» Short task: Continue the lecture notes on continuous random variables from the point where they stop.

# start of Source

Review of main concepts

  • For a continuous random variable, the concepts from discrete random variables have direct analogs.

  • We have the following correspondences

Discrete Continuous
Probability mass function \( f(x) \) Probability density function \( f(x) \)
\( P(X=x_\alpha) = f(x_\alpha) \) \( P(a \leq X \leq b) = \int_{a}^b f(x)\mathrm{d}x \)
Cumulative distribution function \( F(x)=P(X\leq x) \) Cumulative distribution function \( F(X)=P(X\leq x) \)
\( F(x) = \sum_{x_\alpha \in \mathbf{R}} f(x_\alpha) \) \( F(x) = \int_{x\in \mathbb{R}}f(x)\mathrm{d}x \)
\( \mu = \sum_{x_\alpha \in \mathbf{R}} xf(x_\alpha) \) \( \mu = \int_{x\in \mathbb{R}} x f(x)\mathrm{d}x \)
\( \sigma^2 = \sum_{x_\alpha \in \mathbf{R}}(x - \mu)^2 f(x_\alpha) \) \( \sigma^2 = \int_{x\in \mathbb{R}}( x -\mu)^2 f(x)\mathrm{d}x \)
  • Due to the difference between discrete measurements and continuous measurements (where we can arbitrarily sub-divide units) the probability of measuring a single value of a continuous random variable always has probability zero.

  • Particularly, with continuous random variables, we always define probabilities over ranges of values, assuming some kind of truncation approximation.

  • Otherwise the ideas are extremely similar by replacing sums with integrals (or Riemann sums).

  • We will now consider two very common continuous probability distributions.

Continuous uniform disribution

  • Let's recall the copper current example from the last lecture.

# end of Source
# start of Items

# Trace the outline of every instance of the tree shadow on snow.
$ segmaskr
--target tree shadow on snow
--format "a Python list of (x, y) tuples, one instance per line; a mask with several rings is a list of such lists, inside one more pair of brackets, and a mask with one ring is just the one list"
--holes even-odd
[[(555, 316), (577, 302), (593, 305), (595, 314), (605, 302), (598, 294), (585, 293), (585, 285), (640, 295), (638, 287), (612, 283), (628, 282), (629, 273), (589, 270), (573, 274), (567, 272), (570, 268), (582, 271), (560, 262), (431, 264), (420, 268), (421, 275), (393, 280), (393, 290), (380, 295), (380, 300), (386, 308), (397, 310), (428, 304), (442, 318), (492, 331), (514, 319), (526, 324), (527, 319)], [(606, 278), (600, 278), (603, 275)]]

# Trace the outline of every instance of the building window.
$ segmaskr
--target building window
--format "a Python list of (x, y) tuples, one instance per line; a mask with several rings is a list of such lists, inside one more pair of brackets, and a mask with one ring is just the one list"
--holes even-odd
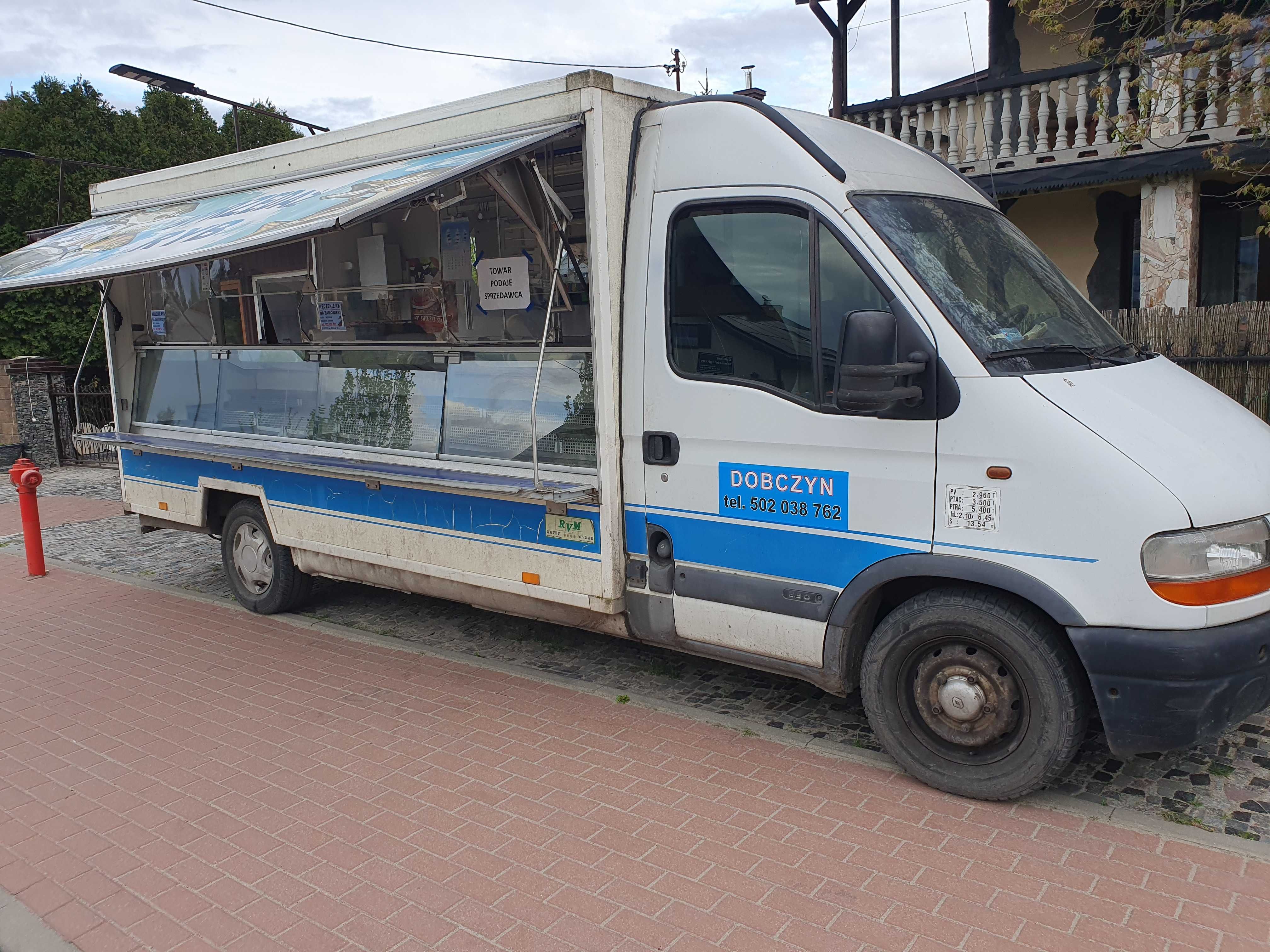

# end of Items

» Answer:
  • The random variable \( X \) has a probability density defined as

    \[ \begin{align} f(x) = \begin{cases} 5.0 & x\in[4.9, 5.1]\\ 0.0 & \text{else} \end{cases} \end{align} \]

  • Similarly we found that the cumulative distribution function is given by

    \[ \begin{align} F(x)&= \begin{cases} 0.0 & x \in(-\infty, 4.9)\\ 5.0\left(x - 4.9\right) & x \in[4.9, 5.1]\\ 1.0 & x \in (5.1,\infty) \end{cases} \end{align} \]

  • The above is actually a specific example of the general continuous uniform probability distribution.

  • The continuous uniform is the probability model for a continuous random variable in which we assign equal probability to any sub-interval of equal length that lies in the range.

  • For example, in the above, we can see that

    \[ \begin{align} P(X\in [4.9,5.0]) = 0.5; & & P(X\in [5.0,5.1]) = 0.5. \end{align} \]

  • More generally, a simple \( \text{height}\times \text{width} \) area argument shows that for any \( a,b\in[4.9,5.1] \),

    \[ \begin{align} b-a=0.1 & & \Rightarrow & & P(X\in[a,b]) = 0.5. \end{align} \]

Continuous uniform disribution continued

  • More generally we have the general form of the continuous uniform distribution given as follows.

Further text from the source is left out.